:: What needs to be done ::
Work through the records that follow and return each line containing the word "earns".

Collected data:
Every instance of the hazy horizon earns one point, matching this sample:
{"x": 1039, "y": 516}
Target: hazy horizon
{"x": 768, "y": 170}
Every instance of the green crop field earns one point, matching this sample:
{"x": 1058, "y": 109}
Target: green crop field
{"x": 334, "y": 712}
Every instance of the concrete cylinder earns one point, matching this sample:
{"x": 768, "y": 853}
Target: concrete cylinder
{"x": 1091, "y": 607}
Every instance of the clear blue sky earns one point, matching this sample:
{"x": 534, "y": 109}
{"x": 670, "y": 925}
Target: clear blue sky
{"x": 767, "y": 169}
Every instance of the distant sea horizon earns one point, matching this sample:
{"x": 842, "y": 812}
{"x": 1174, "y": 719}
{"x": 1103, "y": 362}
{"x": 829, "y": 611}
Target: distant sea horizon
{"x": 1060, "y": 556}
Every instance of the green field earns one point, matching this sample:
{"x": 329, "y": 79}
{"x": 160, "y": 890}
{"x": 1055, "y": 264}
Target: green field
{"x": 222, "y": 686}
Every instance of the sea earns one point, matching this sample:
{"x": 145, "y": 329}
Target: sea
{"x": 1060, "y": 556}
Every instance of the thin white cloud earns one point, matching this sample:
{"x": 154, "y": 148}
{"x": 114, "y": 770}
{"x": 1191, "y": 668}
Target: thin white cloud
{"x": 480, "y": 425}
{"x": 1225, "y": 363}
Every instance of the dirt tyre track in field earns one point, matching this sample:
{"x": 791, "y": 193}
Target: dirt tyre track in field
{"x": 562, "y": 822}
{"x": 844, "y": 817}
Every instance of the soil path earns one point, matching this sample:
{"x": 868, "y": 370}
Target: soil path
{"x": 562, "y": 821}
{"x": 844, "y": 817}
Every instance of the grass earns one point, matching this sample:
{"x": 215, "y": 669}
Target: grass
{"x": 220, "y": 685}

:: Answer below ::
Every instance of the hazy horizon earns one point, matching this sample:
Every instance of the green crop field earns one point, matching this sample:
Every instance of the concrete cylinder earns one point, matching this sample:
Every instance of the clear blue sky earns one point, matching this sample:
Every instance of the distant sea horizon earns one point, matching this sample:
Every instance of the green field earns one point, matching this sample:
Every instance of the sea earns one point, matching this sample:
Every instance of the thin white cloud earns one point, matching this sample:
Every instance of the dirt tyre track in field earns one point, matching this sample:
Every instance of the soil path earns one point, matching this sample:
Every instance of the grass earns one point, matching this sample:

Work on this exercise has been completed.